---------- GIVEN RECORDS

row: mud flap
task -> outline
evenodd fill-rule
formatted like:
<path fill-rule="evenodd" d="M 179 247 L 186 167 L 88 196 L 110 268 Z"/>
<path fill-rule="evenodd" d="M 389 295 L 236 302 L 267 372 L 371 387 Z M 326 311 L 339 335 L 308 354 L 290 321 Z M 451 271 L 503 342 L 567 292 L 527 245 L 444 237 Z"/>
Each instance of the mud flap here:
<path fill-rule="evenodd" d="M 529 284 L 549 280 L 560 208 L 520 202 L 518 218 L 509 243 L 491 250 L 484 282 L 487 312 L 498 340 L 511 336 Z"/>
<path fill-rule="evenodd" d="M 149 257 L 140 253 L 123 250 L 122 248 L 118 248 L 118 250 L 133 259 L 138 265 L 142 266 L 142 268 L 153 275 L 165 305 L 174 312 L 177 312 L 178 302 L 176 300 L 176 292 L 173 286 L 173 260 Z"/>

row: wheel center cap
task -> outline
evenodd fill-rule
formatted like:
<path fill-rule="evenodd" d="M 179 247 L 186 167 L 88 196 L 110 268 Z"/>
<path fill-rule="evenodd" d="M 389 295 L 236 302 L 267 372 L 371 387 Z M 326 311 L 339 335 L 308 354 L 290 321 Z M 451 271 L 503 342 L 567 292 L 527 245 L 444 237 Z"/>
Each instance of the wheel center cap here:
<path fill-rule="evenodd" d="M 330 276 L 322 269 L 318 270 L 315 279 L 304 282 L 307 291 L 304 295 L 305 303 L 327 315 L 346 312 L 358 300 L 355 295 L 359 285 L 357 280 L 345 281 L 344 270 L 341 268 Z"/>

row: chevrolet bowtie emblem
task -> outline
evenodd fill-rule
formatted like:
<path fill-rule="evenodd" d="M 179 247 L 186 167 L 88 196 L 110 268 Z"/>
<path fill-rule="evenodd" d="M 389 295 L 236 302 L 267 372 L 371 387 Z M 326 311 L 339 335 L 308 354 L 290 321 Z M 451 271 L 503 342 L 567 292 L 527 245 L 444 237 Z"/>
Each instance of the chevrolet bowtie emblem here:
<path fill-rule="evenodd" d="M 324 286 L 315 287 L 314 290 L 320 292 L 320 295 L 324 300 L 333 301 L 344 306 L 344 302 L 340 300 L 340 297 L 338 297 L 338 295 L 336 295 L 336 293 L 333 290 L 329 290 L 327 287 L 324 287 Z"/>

--------------------

EXERCISE BRIEF. Give back every entry exactly.

RESPONSE AREA.
row: mud flap
task -> outline
evenodd fill-rule
formatted like:
<path fill-rule="evenodd" d="M 179 247 L 186 167 L 88 196 L 110 268 Z"/>
<path fill-rule="evenodd" d="M 389 295 L 236 302 L 267 372 L 371 387 Z M 326 311 L 339 335 L 308 354 L 290 321 Z M 451 271 L 503 342 L 567 292 L 527 245 L 444 237 Z"/>
Each instance of the mud flap here:
<path fill-rule="evenodd" d="M 529 284 L 549 280 L 560 208 L 520 202 L 518 218 L 509 243 L 491 250 L 484 282 L 487 312 L 498 340 L 511 336 Z"/>
<path fill-rule="evenodd" d="M 149 257 L 140 253 L 123 250 L 122 248 L 118 248 L 118 250 L 133 259 L 138 265 L 142 266 L 142 268 L 153 275 L 165 305 L 174 312 L 177 312 L 178 302 L 176 300 L 176 292 L 173 286 L 173 260 Z"/>

row: wheel center cap
task -> outline
evenodd fill-rule
formatted like:
<path fill-rule="evenodd" d="M 179 247 L 186 167 L 88 196 L 110 268 Z"/>
<path fill-rule="evenodd" d="M 389 295 L 236 302 L 267 372 L 371 387 Z M 326 311 L 339 335 L 308 354 L 290 321 Z M 451 271 L 503 342 L 567 292 L 527 245 L 444 237 Z"/>
Each instance of the wheel center cap here:
<path fill-rule="evenodd" d="M 330 276 L 322 269 L 318 270 L 315 279 L 304 282 L 307 291 L 304 295 L 305 303 L 327 315 L 346 312 L 358 300 L 355 295 L 359 285 L 357 280 L 345 281 L 344 270 L 341 268 Z"/>

row: chevrolet bowtie emblem
task -> outline
evenodd fill-rule
formatted like:
<path fill-rule="evenodd" d="M 179 247 L 186 167 L 88 196 L 110 268 Z"/>
<path fill-rule="evenodd" d="M 389 295 L 236 302 L 267 372 L 371 387 Z M 326 311 L 339 335 L 308 354 L 290 321 Z M 451 271 L 503 342 L 567 292 L 527 245 L 444 237 Z"/>
Each instance of the chevrolet bowtie emblem here:
<path fill-rule="evenodd" d="M 324 286 L 315 287 L 314 290 L 320 292 L 320 295 L 324 300 L 333 301 L 344 306 L 344 302 L 340 300 L 340 297 L 338 297 L 338 295 L 336 295 L 336 293 L 333 290 L 329 290 L 327 287 L 324 287 Z"/>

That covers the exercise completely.